● **DIRECTION**
Lay out every line of the entries below as a Markdown table with the columns "Row" and "Line," numbering the rows and skipping blank lines. Keep the pictures out of the table.

......

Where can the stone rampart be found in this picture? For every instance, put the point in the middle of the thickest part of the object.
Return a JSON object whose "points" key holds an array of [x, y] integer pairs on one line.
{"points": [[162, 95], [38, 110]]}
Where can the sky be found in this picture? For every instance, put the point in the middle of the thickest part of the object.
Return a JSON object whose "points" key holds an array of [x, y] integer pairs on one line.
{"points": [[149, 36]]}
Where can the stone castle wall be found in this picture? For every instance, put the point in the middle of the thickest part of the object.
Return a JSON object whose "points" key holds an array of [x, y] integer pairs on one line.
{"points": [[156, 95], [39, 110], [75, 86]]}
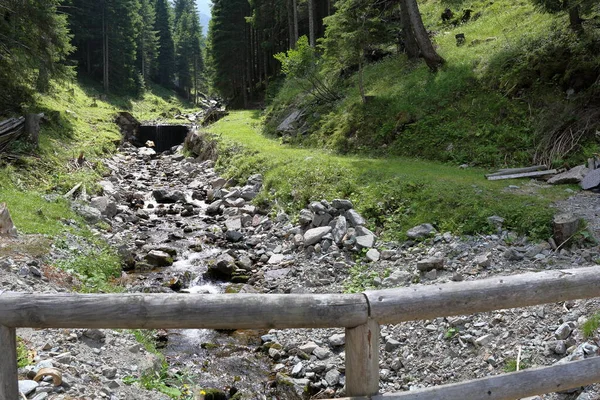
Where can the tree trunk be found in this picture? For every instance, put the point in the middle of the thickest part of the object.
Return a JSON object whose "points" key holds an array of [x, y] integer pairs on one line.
{"points": [[361, 83], [290, 13], [433, 60], [295, 2], [410, 44], [311, 22], [105, 49], [574, 18]]}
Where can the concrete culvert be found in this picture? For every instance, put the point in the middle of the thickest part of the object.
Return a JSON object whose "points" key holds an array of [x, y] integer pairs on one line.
{"points": [[163, 136]]}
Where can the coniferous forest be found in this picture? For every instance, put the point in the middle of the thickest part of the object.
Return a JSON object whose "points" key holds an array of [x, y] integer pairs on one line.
{"points": [[124, 44]]}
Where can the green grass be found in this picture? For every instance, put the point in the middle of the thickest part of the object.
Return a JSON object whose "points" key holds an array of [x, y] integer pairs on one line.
{"points": [[590, 327], [485, 107], [23, 356], [78, 119], [393, 193]]}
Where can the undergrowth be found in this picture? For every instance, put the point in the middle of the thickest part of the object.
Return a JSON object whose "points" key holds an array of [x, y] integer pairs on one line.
{"points": [[392, 193], [523, 88]]}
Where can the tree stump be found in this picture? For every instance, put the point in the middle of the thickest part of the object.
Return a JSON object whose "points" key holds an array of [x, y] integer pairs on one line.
{"points": [[565, 226], [7, 228], [32, 128]]}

......

● **THE REPLY**
| Row | Line |
|---|---|
| 1 | Where can the stone rampart be found in this picture? For every instance, put the point in the middle of the thickest part of the object. |
| 2 | Return a JSON object whose "points" key holds an array of [x, y] integer pairs on one line. |
| 3 | {"points": [[162, 95], [38, 110]]} |
| 4 | Where can the sky be found in this picture? For every instance, put the point in the middle of the thickest part of the object. |
| 5 | Return a JSON object whose "points" key holds an array of [x, y] integer pairs on one line. |
| 6 | {"points": [[149, 36]]} |
| 7 | Where can the stone castle wall be found in this picture? For every instance, put the point in the middle of the thickest part of the object. |
| 8 | Return a JSON object whose "points" key holds an array of [x, y] integer pairs on one line. |
| 9 | {"points": [[156, 95], [39, 110], [75, 86]]} |
| 10 | Where can the tree trunk be found in this picture? For every instance, put the point in the middle of the thickest part of the object. |
| 11 | Return a JSON object whose "points" key holds an array of [x, y] integer pairs on one line. |
| 12 | {"points": [[361, 83], [290, 13], [433, 60], [295, 2], [410, 44], [311, 22], [105, 49], [574, 18]]} |
| 13 | Where can the concrete culvert be found in this picture? For every instance, put the point in the middle of the thickest part of the object. |
| 14 | Return a JSON object whose "points" key holds an array of [x, y] integer pairs on one line. |
| 15 | {"points": [[163, 136]]} |
| 16 | Where can the coniferous forest be found in this picture? For every instance, put the point in the middle of the thickest part of the object. |
| 17 | Return a JSON object whose "points" key holds an array of [x, y] integer pairs on one line. |
| 18 | {"points": [[124, 44]]} |
| 19 | Where can the green grass be found in this picture? For every instance, put the point in the middle of the thickest part of the object. |
| 20 | Return a JSON object whose "points" key holds an array of [x, y] integer pairs on one line. |
| 21 | {"points": [[590, 327], [485, 107], [23, 356], [78, 119], [393, 193]]} |
| 22 | Where can the undergrowth be found in this picture? For every instance, put the point in the middle of the thickest part of the object. |
| 23 | Return a JSON object whose "points" key holds an array of [x, y] integer pairs on one line. |
| 24 | {"points": [[392, 193], [523, 88]]} |
| 25 | Where can the tree stump be found in this picture? For every instance, put the point in the middle of the thickest part of the object. |
| 26 | Return a JSON object whose "points" key holds an array of [x, y] integer pairs on one line. |
| 27 | {"points": [[565, 226], [7, 228], [32, 128]]} |